::: PASSAGE GIVEN
Posted December 21, 2015 into Telly by John Birmingham

I’ve been watching a couple of eps of Justified most nights since school holidays began. Usually on my iPad and either as an alternative to whatever the kids were doing on the big screen, or after we’d all watched something together. (Usually The Flash or Elementary, but recently Thomas has been getting into Life on Mars as well).

I’ll write something separate about Justified, which is a great modernisation of the old western genre, but a couple of times while I’ve been moving through the series I had a nagging feeling that streaming it (on Stan) was less like watching traditional TV and more like reading a novel. I got no further than jotting down a couple of ideas for a blog on the topic, before New York Times TV critic James Poniewozik beat me to the punch with this long, considered essay on that very theme.

Watching a streaming series is even more like reading a book — you receive it as a seamless whole, you set your own schedule — but it’s also like video gaming. Binge-watching is immersive. It’s user-directed. It creates a dynamic that I call “The Suck”: that narcotic, tidal feeling of getting drawn into a show and letting it wash over you for hours.

He has a lot of smart things to say about the different effects of scheduling on how we receive a story, using the example of Breaking Bad to make the point.
::::::
* _STATED TASK_:
Transcribe everything in the post on streaming television from "Posted December 21, 2015" down to "Mars as well).", keeping its wording and punctuation unchanged.
::: INFORMATION SHOWN
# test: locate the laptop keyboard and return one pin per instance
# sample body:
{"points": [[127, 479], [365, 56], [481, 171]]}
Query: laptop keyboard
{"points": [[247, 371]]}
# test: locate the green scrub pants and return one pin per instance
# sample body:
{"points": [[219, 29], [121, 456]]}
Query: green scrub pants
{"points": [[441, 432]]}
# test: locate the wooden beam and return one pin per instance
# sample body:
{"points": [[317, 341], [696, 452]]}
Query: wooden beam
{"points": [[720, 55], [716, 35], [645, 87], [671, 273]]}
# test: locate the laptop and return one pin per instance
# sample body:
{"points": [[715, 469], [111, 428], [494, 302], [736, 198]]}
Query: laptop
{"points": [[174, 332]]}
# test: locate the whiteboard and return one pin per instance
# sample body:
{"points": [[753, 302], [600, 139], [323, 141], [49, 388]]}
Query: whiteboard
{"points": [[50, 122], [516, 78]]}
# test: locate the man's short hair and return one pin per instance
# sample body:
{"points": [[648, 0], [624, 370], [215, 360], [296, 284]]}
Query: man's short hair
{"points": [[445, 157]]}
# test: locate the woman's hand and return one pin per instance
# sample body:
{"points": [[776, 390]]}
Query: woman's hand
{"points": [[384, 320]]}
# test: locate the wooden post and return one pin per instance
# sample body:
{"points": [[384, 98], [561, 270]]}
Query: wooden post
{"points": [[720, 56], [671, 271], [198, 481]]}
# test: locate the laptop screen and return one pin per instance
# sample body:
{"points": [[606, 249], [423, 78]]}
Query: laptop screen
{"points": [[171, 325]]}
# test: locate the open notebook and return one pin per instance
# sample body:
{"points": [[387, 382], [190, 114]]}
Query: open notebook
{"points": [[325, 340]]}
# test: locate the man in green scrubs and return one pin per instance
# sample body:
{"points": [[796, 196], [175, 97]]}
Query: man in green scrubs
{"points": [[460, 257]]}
::::::
* _TASK SOLUTION_:
Posted December 21, 2015 into Telly by John Birmingham

I’ve been watching a couple of eps of Justified most nights since school holidays began. Usually on my iPad and either as an alternative to whatever the kids were doing on the big screen, or after we’d all watched something together. (Usually The Flash or Elementary, but recently Thomas has been getting into Life on Mars as well).